→ **What you will do**
Render the stretch of records that opens with the line containing "Dear assistant, the user would like the hilltop" and closes with the line containing "[0,551,188,645]", both ends included, as a JSON list of strings with one string per line and no blank lines. Leave out everything outside that stretch.

→ **Data for the task**
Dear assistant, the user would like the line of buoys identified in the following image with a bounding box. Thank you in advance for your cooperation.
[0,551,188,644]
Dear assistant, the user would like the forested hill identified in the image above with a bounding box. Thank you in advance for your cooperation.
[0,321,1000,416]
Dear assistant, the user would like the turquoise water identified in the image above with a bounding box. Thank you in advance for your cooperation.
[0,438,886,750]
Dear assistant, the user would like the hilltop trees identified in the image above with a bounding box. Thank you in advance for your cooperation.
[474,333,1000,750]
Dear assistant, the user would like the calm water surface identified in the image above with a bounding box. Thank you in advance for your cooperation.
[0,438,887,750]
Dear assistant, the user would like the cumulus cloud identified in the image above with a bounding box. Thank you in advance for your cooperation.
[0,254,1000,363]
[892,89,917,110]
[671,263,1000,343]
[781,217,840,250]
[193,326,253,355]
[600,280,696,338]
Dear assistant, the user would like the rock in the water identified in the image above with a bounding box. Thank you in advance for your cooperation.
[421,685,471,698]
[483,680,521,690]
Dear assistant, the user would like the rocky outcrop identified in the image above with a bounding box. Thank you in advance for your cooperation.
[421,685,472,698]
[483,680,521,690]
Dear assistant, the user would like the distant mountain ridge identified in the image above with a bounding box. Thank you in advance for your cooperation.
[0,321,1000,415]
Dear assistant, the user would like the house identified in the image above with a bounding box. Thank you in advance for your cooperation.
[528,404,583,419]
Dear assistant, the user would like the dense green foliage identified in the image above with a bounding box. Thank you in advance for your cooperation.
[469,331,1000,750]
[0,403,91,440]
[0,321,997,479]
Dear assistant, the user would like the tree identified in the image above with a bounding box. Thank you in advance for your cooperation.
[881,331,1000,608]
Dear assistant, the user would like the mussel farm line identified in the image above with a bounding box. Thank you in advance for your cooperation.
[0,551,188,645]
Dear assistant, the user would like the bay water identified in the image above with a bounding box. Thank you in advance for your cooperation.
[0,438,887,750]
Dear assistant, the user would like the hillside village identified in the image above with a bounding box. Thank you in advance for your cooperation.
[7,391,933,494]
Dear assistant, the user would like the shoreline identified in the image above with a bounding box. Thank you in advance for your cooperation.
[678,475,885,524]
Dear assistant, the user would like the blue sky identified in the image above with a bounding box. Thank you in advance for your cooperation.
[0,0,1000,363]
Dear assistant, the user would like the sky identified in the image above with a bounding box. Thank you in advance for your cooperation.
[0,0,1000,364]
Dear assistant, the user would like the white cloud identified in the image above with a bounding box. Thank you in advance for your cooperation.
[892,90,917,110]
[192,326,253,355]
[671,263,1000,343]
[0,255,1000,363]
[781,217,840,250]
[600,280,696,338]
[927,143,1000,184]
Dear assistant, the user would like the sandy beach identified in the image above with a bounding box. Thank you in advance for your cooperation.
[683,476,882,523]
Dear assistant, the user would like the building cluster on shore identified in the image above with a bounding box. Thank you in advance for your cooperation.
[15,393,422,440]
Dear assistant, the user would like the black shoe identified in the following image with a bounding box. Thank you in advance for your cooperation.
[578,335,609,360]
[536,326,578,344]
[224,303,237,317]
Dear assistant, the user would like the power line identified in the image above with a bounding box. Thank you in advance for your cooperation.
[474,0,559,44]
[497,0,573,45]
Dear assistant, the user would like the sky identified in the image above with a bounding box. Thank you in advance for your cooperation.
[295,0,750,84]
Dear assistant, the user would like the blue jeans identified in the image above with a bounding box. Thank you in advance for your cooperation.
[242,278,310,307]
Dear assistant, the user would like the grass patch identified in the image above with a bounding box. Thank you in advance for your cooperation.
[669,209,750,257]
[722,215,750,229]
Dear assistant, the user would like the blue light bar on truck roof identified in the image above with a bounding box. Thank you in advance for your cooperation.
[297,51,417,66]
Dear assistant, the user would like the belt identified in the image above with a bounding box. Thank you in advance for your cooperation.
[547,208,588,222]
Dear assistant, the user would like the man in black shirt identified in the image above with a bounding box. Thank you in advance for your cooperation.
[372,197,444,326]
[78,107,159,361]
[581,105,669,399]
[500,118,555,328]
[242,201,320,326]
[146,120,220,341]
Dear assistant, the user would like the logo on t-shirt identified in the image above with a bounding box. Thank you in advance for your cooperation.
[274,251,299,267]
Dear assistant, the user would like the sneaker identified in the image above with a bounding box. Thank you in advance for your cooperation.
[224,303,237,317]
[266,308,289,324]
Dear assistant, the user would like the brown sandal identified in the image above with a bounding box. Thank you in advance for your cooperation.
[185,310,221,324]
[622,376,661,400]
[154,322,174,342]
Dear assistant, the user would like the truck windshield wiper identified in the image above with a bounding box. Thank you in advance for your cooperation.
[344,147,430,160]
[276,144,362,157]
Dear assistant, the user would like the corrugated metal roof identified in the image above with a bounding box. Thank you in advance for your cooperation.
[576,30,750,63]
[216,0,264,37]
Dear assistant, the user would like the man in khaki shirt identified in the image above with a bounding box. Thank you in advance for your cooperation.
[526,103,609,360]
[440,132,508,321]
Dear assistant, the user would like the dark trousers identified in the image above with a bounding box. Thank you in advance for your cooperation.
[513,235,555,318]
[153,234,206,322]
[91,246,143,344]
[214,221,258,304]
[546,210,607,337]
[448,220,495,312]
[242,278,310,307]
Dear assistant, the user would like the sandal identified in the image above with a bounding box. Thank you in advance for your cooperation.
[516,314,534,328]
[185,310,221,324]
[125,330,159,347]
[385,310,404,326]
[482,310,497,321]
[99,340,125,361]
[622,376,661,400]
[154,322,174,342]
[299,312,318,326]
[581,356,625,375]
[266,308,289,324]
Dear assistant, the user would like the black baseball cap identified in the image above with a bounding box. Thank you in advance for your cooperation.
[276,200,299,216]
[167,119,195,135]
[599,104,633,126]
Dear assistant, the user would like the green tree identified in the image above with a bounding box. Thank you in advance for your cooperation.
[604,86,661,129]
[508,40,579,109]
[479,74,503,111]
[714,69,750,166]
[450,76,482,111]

→ **Task output**
[
  "Dear assistant, the user would like the hilltop trees identified in the image above with a bounding box. Thank you in advance for your cooperation.",
  "[474,333,1000,750]",
  "Dear assistant, the user would like the calm water surface identified in the image above with a bounding box. Thank you in advance for your cooperation.",
  "[0,438,887,750]",
  "Dear assistant, the user would like the cumulus cloud identified in the image above with a bounding box. Thank you in advance for your cooperation.",
  "[0,254,1000,363]",
  "[892,89,917,110]",
  "[671,263,1000,343]",
  "[781,217,840,250]",
  "[193,326,253,355]",
  "[600,280,696,338]",
  "Dear assistant, the user would like the rock in the water identified in the image above with a bounding box. Thank you in advance for your cooperation.",
  "[421,685,471,698]",
  "[483,680,521,690]",
  "Dear assistant, the user would like the rocky outcrop identified in the image above with a bounding box. Thank you in advance for your cooperation.",
  "[421,685,472,698]",
  "[483,680,521,690]",
  "Dear assistant, the user would like the distant mountain ridge identified in the image above with a bounding box. Thank you in advance for your cooperation.",
  "[0,321,1000,415]",
  "Dear assistant, the user would like the house identified in the image above with a bounding box. Thank you in advance for your cooperation.",
  "[528,404,583,419]",
  "Dear assistant, the user would like the dense green foliage identified in the image above with a bounding box. Thank you in advance for your cooperation.",
  "[469,331,1000,750]",
  "[0,403,91,440]",
  "[0,321,997,479]",
  "Dear assistant, the user would like the tree identified in the image above with a bounding box. Thank you in advance for your cooperation.",
  "[881,331,1000,608]",
  "Dear assistant, the user would like the mussel farm line identified in the image above with a bounding box. Thank you in advance for your cooperation.",
  "[0,551,188,645]"
]